### 书面练习 A
从下列各行中挑出所有含有词语“hair”的行,逐行照录。

### 节选
((
倪伟 | 朦胧诗的旧魂新魄

发布者:夏蔚晨发布时间:2021-06-10浏览次数:11


【编者按】子曰:“不学诗,无以言。”非常适合给这句话做注解的是钱穆《国史大纲》记述春秋时期外交上的文化修养:“当时往往有赋一首诗,写一封信,而解决了政治上之绝大纠纷问题者。《左传》所载列国交涉辞令之妙,更为后世艳称。”从外交官到平民百姓,只会说狠话,终究缺少教养。因此,忍不住要在有幸推送倪伟老师旧作好文之时,弱弱的问一句:今天你读诗了吗?


白航与北岛在“中国·星星诗歌节”期间(1986


北岛在《朗诵记》里说,1984年秋天在成都举办的“星星诗歌节”上,他领教到了四川人的疯狂。下面的人冲上舞台,索要签名,钢笔戳痛了诗人。他和顾城夫妇后来是躲进更衣室,缩在桌子底下,才得以全身而退。这种惊人的场面在那时并不鲜见,今天却是再也看不到了。诗人的光环早已黯淡,他们的呕心沥血之作只能在小圈子里赢得零星的掌声。时转势移,我们生活的这个时代已不再需要诗歌。一点点空疏的感情还需要用诗来宣泄吗?卡拉OK就足矣,生活的琐碎、疲惫以及卑微的欢欣不是更宜乎出之以散文吗?
))
### 所给数据
((
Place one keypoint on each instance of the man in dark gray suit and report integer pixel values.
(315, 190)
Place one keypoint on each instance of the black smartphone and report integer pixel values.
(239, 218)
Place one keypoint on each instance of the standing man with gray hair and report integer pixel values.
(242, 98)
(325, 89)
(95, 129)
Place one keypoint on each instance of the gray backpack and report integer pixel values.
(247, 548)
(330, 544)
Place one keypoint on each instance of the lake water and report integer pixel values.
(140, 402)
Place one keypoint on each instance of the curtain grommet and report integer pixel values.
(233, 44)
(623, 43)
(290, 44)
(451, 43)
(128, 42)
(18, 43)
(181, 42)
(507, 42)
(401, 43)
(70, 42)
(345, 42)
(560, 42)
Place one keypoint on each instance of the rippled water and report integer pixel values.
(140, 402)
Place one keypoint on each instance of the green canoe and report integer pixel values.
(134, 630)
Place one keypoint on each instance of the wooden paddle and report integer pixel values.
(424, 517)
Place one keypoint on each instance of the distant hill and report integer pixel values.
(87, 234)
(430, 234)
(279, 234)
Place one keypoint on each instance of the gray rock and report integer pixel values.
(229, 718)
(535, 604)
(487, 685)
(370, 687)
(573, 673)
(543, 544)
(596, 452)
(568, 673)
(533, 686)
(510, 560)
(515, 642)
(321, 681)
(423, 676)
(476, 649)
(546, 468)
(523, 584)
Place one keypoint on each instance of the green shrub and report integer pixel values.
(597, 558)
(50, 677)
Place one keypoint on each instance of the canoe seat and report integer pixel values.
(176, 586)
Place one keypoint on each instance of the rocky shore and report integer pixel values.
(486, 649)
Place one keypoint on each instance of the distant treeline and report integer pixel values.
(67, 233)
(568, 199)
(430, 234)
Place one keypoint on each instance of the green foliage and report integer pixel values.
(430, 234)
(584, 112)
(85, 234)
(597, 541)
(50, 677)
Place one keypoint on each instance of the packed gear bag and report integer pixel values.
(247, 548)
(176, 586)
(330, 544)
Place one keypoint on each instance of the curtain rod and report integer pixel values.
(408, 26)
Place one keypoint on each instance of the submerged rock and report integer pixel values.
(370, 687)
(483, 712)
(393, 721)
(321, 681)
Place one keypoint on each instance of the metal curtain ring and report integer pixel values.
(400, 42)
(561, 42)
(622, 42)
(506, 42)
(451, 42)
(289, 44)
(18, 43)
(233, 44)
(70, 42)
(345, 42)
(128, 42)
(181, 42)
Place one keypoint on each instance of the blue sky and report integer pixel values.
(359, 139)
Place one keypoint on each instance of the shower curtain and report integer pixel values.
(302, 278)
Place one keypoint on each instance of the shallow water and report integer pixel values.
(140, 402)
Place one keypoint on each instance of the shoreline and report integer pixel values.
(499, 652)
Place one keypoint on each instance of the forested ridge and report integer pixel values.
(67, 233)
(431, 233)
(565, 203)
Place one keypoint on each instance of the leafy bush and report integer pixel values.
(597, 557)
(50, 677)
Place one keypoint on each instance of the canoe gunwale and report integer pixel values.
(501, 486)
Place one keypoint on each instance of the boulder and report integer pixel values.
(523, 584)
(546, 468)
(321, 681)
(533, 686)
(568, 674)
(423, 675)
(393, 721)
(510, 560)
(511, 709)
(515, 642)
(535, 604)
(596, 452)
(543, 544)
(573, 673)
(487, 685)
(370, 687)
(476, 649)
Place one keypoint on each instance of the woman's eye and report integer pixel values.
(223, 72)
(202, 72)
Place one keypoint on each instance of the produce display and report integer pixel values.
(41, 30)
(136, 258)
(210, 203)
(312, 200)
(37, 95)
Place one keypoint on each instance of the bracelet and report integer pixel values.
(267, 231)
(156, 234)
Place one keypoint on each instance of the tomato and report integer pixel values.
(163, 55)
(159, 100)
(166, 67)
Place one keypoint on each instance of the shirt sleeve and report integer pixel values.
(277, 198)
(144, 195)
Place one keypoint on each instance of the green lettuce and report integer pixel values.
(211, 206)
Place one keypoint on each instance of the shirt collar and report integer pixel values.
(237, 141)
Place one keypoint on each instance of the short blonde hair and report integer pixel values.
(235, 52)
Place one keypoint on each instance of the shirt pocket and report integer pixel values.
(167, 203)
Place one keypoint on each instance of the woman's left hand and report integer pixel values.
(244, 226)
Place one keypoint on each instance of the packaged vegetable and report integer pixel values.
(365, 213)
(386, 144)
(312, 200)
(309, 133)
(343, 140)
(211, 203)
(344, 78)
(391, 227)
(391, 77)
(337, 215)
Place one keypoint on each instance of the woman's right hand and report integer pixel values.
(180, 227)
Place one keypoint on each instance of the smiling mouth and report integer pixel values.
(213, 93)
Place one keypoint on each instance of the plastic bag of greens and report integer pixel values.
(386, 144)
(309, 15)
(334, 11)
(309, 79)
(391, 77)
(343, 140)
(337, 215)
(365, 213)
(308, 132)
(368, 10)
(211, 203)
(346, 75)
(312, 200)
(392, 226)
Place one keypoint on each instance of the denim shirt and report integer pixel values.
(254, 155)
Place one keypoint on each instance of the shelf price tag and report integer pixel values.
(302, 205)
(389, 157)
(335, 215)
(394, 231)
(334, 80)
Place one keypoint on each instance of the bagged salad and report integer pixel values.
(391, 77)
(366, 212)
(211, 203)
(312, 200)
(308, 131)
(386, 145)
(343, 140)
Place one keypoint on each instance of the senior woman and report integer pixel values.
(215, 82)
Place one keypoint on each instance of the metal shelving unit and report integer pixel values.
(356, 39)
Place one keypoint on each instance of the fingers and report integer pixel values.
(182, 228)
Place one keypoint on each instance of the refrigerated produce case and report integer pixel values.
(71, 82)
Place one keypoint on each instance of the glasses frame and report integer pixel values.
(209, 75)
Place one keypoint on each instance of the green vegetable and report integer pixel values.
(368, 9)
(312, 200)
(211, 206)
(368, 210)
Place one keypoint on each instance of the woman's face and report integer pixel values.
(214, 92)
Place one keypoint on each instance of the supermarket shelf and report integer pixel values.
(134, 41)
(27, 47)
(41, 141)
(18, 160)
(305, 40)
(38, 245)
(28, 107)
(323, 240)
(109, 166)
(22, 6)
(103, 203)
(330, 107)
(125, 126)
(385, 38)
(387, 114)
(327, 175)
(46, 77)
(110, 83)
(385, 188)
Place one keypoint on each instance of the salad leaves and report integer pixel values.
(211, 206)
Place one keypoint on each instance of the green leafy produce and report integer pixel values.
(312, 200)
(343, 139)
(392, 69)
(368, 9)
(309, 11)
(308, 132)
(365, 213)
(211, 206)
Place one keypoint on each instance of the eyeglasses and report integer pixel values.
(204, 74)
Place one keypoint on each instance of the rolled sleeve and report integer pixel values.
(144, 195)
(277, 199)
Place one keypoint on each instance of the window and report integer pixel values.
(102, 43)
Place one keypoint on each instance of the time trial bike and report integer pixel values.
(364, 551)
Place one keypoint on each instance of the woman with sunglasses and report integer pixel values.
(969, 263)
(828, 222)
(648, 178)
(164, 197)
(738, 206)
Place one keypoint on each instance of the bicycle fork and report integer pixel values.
))
### 书面练习 B
将关于朦胧诗的节选中以“倪伟 | 朦胧诗的旧魂新魄”开头、一直到“欢欣不是更宜乎出之以散文吗?”为止的文字原样重抄一遍。

### 最终结果 A
Place one keypoint on each instance of the standing man with gray hair and report integer pixel values.
Place one keypoint on each instance of the short blonde hair and report integer pixel values.

### 最终结果 B
倪伟 | 朦胧诗的旧魂新魄

发布者:夏蔚晨发布时间:2021-06-10浏览次数:11


【编者按】子曰:“不学诗,无以言。”非常适合给这句话做注解的是钱穆《国史大纲》记述春秋时期外交上的文化修养:“当时往往有赋一首诗,写一封信,而解决了政治上之绝大纠纷问题者。《左传》所载列国交涉辞令之妙,更为后世艳称。”从外交官到平民百姓,只会说狠话,终究缺少教养。因此,忍不住要在有幸推送倪伟老师旧作好文之时,弱弱的问一句:今天你读诗了吗?


白航与北岛在“中国·星星诗歌节”期间(1986


北岛在《朗诵记》里说,1984年秋天在成都举办的“星星诗歌节”上,他领教到了四川人的疯狂。下面的人冲上舞台,索要签名,钢笔戳痛了诗人。他和顾城夫妇后来是躲进更衣室,缩在桌子底下,才得以全身而退。这种惊人的场面在那时并不鲜见,今天却是再也看不到了。诗人的光环早已黯淡,他们的呕心沥血之作只能在小圈子里赢得零星的掌声。时转势移,我们生活的这个时代已不再需要诗歌。一点点空疏的感情还需要用诗来宣泄吗?卡拉OK就足矣,生活的琐碎、疲惫以及卑微的欢欣不是更宜乎出之以散文吗?